Segment Start: Excerpt

ABK Biomedical – From Post-it to Prototype
Daniel Boyd often tells people that “Springboard took us from post-it to prototype.”
Boyd is the Chief Scientific Officer of ABK Biomedical, a Halifax-based medical device company whose product improves the efficiency and safety of minimally invasive procedures for treating uterine fibroids in women.
Boyd is a professor in the biomaterial department of Dalhousie University’s School of Dentistry and a researcher in the biomedical engineering departments in the School of Medicine. And in the autumn of 2010, he had an idea for a biomedical product that he scratched on to a post-it.
Uterine fibroids – tumors that afflict about 40 percent of women over 35 – are now killed by the injection of tiny bio-compatible beads around the tumor so it is starved of blood. But there’s a problem: these little glass beads aren’t visible under fluoroscopy, an imaging technique using X-rays to obtain real-time moving images. So interventional radiologists have to introduce a dye into the patient’s system so they can confirm under fluoroscopy that they’ve blocked the right blood vessels. It takes time to introduce the dye, and the pigmentation can be toxic or lead to an allergic reaction, so the risks of the procedure increase when the colouring is introduced.
Boyd came up with a novel idea. His innovation was the development of new particles – or to use the clinical term, radiopaque embolic beads – called OccluRad that are visible under fluoroscopy so the dye is no longer needed. That reduces the risk of a toxic reaction from the dye, cuts costs and saves time, so doctors can carry out about two additional procedures each day.

Segment End: Excerpt
Segment Start: Material provided

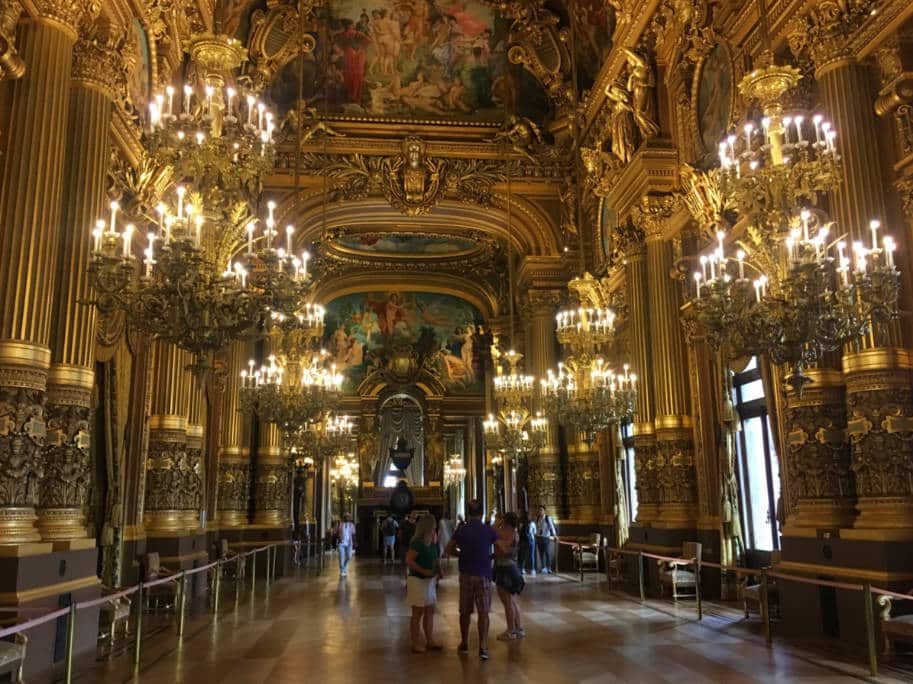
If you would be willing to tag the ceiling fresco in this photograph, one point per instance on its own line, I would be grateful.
(402, 59)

Segment End: Material provided

= Task A =
Repeat the ABK Biomedical article word for word, starting with "Boyd is the" and going on through "fibroids in women.".
= Task B =
According to the ABK Biomedical article, about what percentage of women over 35 are afflicted by uterine fibroids?
= Task C =
Carry the ABK Biomedical article further from the point where it stops.

= Answer box A =
Boyd is the Chief Scientific Officer of ABK Biomedical, a Halifax-based medical device company whose product improves the efficiency and safety of minimally invasive procedures for treating uterine fibroids in women.

= Answer box B =
About 40 percent.

= Answer box C =
In October 2010, Boyd had little more than a few notes on a little yellow piece of paper, but Barbara Campbell from the Dalhousie Industry Liaison and Innovation Office put him in touch with an interventional radiologist, and together they were able to work on the project.
Springboard Atlantic became interested in the project and provided Boyd with $20,000, which he used to develop his idea into a prototype that demonstrated the efficacy of the idea. A year later, in the autumn of 2011, he entered his idea in the Bio-Innovation Challenge, the pitching contest for biotech startups organized by BioNova. Boyd and his new company, ABK Biomedical, walked away with the $10,000 first prize.
With that initial push from Springboard and Dalhousie, the company was able to move on from a research project into a bona fide corporation. By the autumn of 2012, the company raised $1.25 million in funding -- a $500,000 equity investment from a group of Atlantic Canadian angels, $250,000 in venture capital from Innovacorp and a $500,000 loan from the Atlantic Canada Opportunities Agency.
With that money, ABK was able to improve its corporate structure and hire Chief Executive Officer Pat O’Connor, an experienced medical technology executive who worked previously for Boston Scientific and Stryker Orthopaedics.
Under O’Connor’s leadership, the company is now completing detailed development testing in preparation for applying for regulatory approval in Europe, US and/or Canada. O’Connor expects ABK will spend the rest of 2013 analyzing which regulatory path offers the fastest and most likely path to market, and then apply for regulatory approval early in 2014. Assuming all goes well, the company could have a product on the market later that year.
It’s a frantic pace, and the company’s development has been rapid, given that it all began in a Dalhousie lab just three years ago. Boyd is quick to give credit for the company’s development to Barbara Campbell from the Dalhousie ILO – so much so that he now retains Campbell as a consultant with the company.
“Without that support from Barbara Campbell at Dalhousie,” says Boyd, “ABK might never have gotten started.”